[Page excerpt]
========
Opinion
B265653
11-15-2016
Elizabeth K. Horowitz, under appointment by the Court of Appeal, for Defendant and Appellant. Kamala D. Harris, Attorney General, Gerald A. Engler, Chief Assistant Attorney General, Lance E. Winters, Senior Assistant Attorney General, Mary Sanchez and Analee J. Brodie, Deputy Attorneys General, for Plaintiff and Respondent.
NOT TO BE PUBLISHED IN THE OFFICIAL REPORTS
California Rules of Court, rule 8.1115(a), prohibits courts and parties from citing or relying on opinions not certified for publication or ordered published, except as specified by rule 8.1115(b). This opinion has not been certified for publication or ordered published for purposes of rule 8.1115. (Los Angeles County Super. Ct. No. MA058251) APPEAL from a judgment of the Superior Court of Los Angeles County, Christopher G. Estes, Judge. Affirmed. Elizabeth K. Horowitz, under appointment by the Court of Appeal, for Defendant and Appellant. Kamala D. Harris, Attorney General, Gerald A. Engler, Chief Assistant Attorney General, Lance E. Winters, Senior Assistant Attorney General, Mary Sanchez and Analee J. Brodie, Deputy Attorneys General, for Plaintiff and Respondent.
Defendant Carlos Cabrera (defendant) resolved two criminal cases filed against him via a plea agreement that called for an aggregate sentence of 17 years and 8 months, consisting of eight years on a prior sentence he was already serving plus nine years and eight months for the two new cases charging him with burglary and robbery (with alleged sentencing enhancements). The trial court later reduced three of the convictions that were part of the plea deal to misdemeanors under Proposition 47, the Safe Neighborhoods and Schools Act. We consider whether the trial court erred when it then resentenced defendant to a longer term in prison on one of the convictions not eligible for Proposition 47 relief to arrive at an aggregate term of 17 years and 6 months—two months shy of the original sentence imposed.
I. BACKGROUND
A. Procedural History in the Trial Court
Three criminal cases filed against defendant figured in the calculation of his original sentence. We explain how, and we recount what the trial court did when resentencing defendant after he obtained relief under Proposition 47.
========
[Exercise set]
1. Repeat word for word the stretch of the appellate opinion from "Defendant Carlos Cabrera" through "original sentence imposed.".
2. Write the next part of the appellate opinion on the Proposition 47 resentencing, starting after its final sentence.

[Provided material]
========
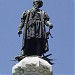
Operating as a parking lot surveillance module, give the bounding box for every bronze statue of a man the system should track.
[18,0,53,56]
========
[Per-task outputs]
1.
Defendant Carlos Cabrera (defendant) resolved two criminal cases filed against him via a plea agreement that called for an aggregate sentence of 17 years and 8 months, consisting of eight years on a prior sentence he was already serving plus nine years and eight months for the two new cases charging him with burglary and robbery (with alleged sentencing enhancements). The trial court later reduced three of the convictions that were part of the plea deal to misdemeanors under Proposition 47, the Safe Neighborhoods and Schools Act. We consider whether the trial court erred when it then resentenced defendant to a longer term in prison on one of the convictions not eligible for Proposition 47 relief to arrive at an aggregate term of 17 years and 6 months—two months shy of the original sentence imposed.

2.
The first of the three cases is Los Angeles Superior Court case number MA057407 (Case A), in which the court sentenced defendant on September 27, 2012, to eight years in prison for two second degree burglary convictions under Penal Code section 459. The second case is case number MA057709 (Case B), in which count one of the charging document alleged defendant committed second degree burglary in violation of Penal Code section 459. The third case is case number MA058251 (Case C), in which defendant was charged with one count of robbery in violation of section 211, and one count of second degree burglary in violation of section 459. The second amended complaint in Case C further alleged defendant had sustained two prior robbery convictions, one in 1999 as an adult and one in 1996 as a juvenile, that qualified as serious or violent felonies under the Three Strikes law (§§ 667, subd. (b)-(i), 1170.12, subd. (a)-(d)).
Statutory references that follow are to the Penal Code.
Defendant appeared with counsel at a hearing on February 11, 2013, to resolve the charges in Case B and Case C by plea agreement. The trial court recited for the record what it understood to be the terms of the deal, namely, that defendant had already been sentenced to eight years for the two burglary charges in Case A and he agreed "there would be a consecutive sentence to that of nine years, eight months" for "what amounts to a total sentence of . . . 17 years, eight months." Defendant confirmed that was his understanding of the deal, and in taking the plea, the court advised defendant his maximum sentencing exposure if he were to reject the plea agreement was 25 years to life because he would be subject to a "third strike" sentence based on his two prior robbery convictions.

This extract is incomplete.